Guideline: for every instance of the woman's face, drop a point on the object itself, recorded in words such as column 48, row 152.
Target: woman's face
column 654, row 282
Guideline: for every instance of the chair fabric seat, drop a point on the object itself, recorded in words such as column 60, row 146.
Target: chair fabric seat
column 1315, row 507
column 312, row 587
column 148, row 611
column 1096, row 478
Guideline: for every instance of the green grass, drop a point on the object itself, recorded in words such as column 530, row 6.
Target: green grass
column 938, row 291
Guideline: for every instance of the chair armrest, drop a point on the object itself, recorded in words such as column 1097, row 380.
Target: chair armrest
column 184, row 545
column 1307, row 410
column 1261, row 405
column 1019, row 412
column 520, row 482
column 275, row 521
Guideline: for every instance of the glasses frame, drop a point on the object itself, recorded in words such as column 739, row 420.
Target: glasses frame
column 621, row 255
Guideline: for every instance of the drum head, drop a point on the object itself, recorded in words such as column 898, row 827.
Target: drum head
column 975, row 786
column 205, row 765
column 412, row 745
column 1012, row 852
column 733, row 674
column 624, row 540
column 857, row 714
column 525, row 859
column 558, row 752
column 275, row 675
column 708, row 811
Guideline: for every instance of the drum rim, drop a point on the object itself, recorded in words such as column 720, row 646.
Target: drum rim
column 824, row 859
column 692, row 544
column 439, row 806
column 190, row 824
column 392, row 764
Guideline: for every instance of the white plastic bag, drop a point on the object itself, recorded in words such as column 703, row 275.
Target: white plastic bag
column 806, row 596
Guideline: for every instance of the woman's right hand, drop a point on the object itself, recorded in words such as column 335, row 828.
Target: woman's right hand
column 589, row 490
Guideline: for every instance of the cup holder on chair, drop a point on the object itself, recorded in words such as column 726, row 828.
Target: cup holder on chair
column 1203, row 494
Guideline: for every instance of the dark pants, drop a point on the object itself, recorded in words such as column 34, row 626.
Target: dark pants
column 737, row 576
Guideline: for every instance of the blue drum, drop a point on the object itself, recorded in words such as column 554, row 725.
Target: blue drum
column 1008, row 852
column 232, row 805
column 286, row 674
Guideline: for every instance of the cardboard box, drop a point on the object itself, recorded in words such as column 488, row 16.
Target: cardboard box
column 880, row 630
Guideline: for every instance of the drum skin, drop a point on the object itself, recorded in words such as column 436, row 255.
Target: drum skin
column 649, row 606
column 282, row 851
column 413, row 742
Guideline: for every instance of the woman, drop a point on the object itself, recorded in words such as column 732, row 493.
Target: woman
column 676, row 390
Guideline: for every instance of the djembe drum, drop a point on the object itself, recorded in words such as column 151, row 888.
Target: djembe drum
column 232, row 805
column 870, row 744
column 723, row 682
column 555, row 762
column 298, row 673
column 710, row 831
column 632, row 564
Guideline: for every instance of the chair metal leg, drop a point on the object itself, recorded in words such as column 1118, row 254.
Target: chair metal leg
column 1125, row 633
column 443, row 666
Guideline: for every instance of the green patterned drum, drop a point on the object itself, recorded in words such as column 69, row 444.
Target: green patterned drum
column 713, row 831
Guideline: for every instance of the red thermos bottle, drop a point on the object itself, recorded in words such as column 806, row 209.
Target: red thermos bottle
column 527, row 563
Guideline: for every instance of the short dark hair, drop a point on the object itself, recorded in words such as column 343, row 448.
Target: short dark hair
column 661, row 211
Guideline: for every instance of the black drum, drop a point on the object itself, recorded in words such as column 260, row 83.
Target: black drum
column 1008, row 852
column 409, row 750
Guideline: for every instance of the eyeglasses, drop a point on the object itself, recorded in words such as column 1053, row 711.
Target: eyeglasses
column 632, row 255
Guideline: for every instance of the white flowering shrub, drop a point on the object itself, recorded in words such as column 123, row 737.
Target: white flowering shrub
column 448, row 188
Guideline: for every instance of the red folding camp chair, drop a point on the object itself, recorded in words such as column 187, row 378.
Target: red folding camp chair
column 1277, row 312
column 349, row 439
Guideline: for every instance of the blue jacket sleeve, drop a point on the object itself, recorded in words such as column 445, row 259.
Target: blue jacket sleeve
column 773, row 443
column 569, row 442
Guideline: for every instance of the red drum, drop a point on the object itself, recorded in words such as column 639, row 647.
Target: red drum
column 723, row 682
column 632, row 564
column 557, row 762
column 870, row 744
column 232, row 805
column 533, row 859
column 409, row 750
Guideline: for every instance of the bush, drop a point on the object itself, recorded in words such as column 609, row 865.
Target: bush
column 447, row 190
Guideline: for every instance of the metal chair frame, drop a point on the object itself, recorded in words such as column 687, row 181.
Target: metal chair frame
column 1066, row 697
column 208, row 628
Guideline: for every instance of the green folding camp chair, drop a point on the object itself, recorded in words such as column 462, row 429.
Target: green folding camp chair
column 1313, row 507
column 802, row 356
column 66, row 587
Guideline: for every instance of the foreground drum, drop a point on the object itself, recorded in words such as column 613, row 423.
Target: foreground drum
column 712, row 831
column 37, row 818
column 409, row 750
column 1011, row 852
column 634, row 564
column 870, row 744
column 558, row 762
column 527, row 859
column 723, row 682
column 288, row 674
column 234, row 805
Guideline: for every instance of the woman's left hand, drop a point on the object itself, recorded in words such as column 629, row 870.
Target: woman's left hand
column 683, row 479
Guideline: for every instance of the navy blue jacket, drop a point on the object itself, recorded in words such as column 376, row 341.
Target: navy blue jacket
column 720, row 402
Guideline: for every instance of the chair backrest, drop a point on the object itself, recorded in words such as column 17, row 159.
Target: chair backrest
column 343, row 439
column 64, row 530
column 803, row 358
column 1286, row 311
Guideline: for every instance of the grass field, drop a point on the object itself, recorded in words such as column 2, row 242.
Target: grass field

Exercise goal: Exactly reproduce all of the entries.

Result of the exercise:
Guideline: for every instance of the woman's face, drop a point on the object itself, recorded in words such as column 48, row 152.
Target: woman's face
column 654, row 282
Guideline: for every instance of the chair fabric seat, drop a point on the object itself, recorded in words such as column 60, row 146.
Target: chair fabric seat
column 1315, row 507
column 312, row 587
column 148, row 611
column 1096, row 478
Guideline: for every instance of the green grass, drop a point on the object itself, recorded in words such as column 530, row 6.
Target: green grass
column 938, row 291
Guideline: for every instance of the chair armrest, drop a point on the object itself, recorded in words such as column 1097, row 380.
Target: chair armrest
column 184, row 545
column 1307, row 410
column 1261, row 405
column 1019, row 412
column 520, row 482
column 275, row 521
Guideline: for every instance of the glasses frame, drop a point on the object itself, recorded in words such as column 739, row 420.
Target: glasses frame
column 621, row 255
Guideline: for every instance of the drum head, drop a point on the object itself, recorded in words such as column 898, row 827.
Target: drum head
column 975, row 786
column 205, row 765
column 412, row 745
column 1012, row 852
column 733, row 674
column 624, row 540
column 857, row 714
column 525, row 859
column 558, row 752
column 275, row 675
column 708, row 811
Guideline: for every instance of the drum rim, drop a point on the object itself, recorded in words such as column 720, row 646.
Target: drum rim
column 824, row 859
column 692, row 544
column 439, row 806
column 190, row 824
column 392, row 764
Guideline: for every instance of the white plastic bag, drop a point on the object itself, recorded in words such as column 703, row 275.
Target: white plastic bag
column 806, row 596
Guideline: for every instance of the woman's right hand, drop a point on the object itself, recorded in words such as column 335, row 828.
Target: woman's right hand
column 589, row 490
Guideline: for every instance of the cup holder on chair, drop a point on the object itself, recorded in words such as column 726, row 828.
Target: cup holder on chair
column 1203, row 494
Guideline: for every instance of the dark pants, drop a point on the object itself, recorded in words such as column 34, row 626.
Target: dark pants
column 737, row 576
Guideline: for every instance of the blue drum, drop a point on the object itself, recorded in words such as column 554, row 725.
Target: blue drum
column 1008, row 852
column 232, row 805
column 286, row 674
Guideline: for every instance of the cardboard box, drop a point on the object itself, recorded in words such as column 488, row 16.
Target: cardboard box
column 880, row 630
Guideline: for every instance of the drum skin, drop a point on the object itself, recorded in words such as column 436, row 255.
Target: drum skin
column 649, row 606
column 282, row 851
column 413, row 742
Guideline: for every instance of the woman, drop a point on the object itself, recorded in words such as column 732, row 493.
Target: woman
column 676, row 390
Guideline: for every instance of the djembe drum, drop a point on the object itself, recorded in words such as column 151, row 888.
Target: djembe drum
column 232, row 805
column 870, row 744
column 723, row 682
column 555, row 762
column 298, row 673
column 710, row 831
column 632, row 564
Guideline: for every instance of the chair metal leg, drop a point on the object itself, recorded in words such as column 1118, row 254.
Target: chair metal leg
column 1125, row 633
column 443, row 666
Guideline: for every instance of the green patterned drum, drop a point on the object itself, recorded in words such as column 69, row 444.
Target: green patterned drum
column 713, row 831
Guideline: for every instance of the red thermos bottle, drop a point on the object itself, recorded in words such as column 806, row 209.
Target: red thermos bottle
column 527, row 563
Guideline: for every instance of the short dark hair, drop a point on the object itself, recorded in words such as column 343, row 448.
Target: short dark hair
column 661, row 211
Guideline: for every instance of the black drum, drop a point on the object itself, recorded in words such as column 260, row 83.
Target: black drum
column 1008, row 852
column 409, row 750
Guideline: for every instance of the eyeglasses, drop a point on the object itself, recorded in words such as column 1053, row 711.
Target: eyeglasses
column 632, row 255
Guideline: for every instance of the white flowering shrub, drop a point on the object itself, recorded in words such as column 123, row 737.
Target: white flowering shrub
column 448, row 188
Guideline: for every instance of the red folding camp chair, drop a point on the object itself, recorded in words such as column 187, row 378.
Target: red folding camp chair
column 1277, row 312
column 349, row 439
Guideline: for every instance of the blue jacket sleeve, drop a point on the object itself, recorded in words such as column 445, row 259.
Target: blue jacket sleeve
column 773, row 443
column 569, row 442
Guideline: for every instance of the red drum, drop a point on the object itself, recorded in words such as column 639, row 647.
Target: red drum
column 723, row 682
column 632, row 564
column 557, row 762
column 870, row 744
column 232, row 805
column 533, row 859
column 409, row 750
Guideline: for every instance of the bush, drop a point on the object itself, recorded in words such as column 609, row 865.
Target: bush
column 447, row 190
Guideline: for every instance of the metal chair frame, drop a point on the object itself, recorded in words such as column 687, row 181.
Target: metal chair frame
column 1066, row 697
column 208, row 628
Guideline: for every instance of the green folding camp chair, drop a point on the object itself, recorded in words such as column 462, row 429.
Target: green folding camp chair
column 1313, row 507
column 802, row 356
column 66, row 587
Guideline: for every instance of the foreground drum, drop a point on the object itself, recorded in words such as column 613, row 423.
Target: foreground drum
column 712, row 831
column 37, row 818
column 409, row 750
column 1011, row 852
column 634, row 564
column 870, row 744
column 558, row 762
column 527, row 859
column 723, row 682
column 288, row 674
column 234, row 805
Guideline: for every instance of the woman's left hand, drop a point on the object itself, recorded in words such as column 629, row 870.
Target: woman's left hand
column 683, row 479
Guideline: for every instance of the navy blue jacket, drop a point on the object itself, recorded in words such as column 376, row 341.
Target: navy blue jacket
column 720, row 402
Guideline: for every instance of the chair backrest, drop a point on the object itself, recorded in words such as column 17, row 159.
Target: chair backrest
column 343, row 439
column 64, row 530
column 803, row 358
column 1286, row 311
Guideline: for every instance of the grass field, drop a point on the object itself, recorded in words such as column 2, row 242.
Target: grass field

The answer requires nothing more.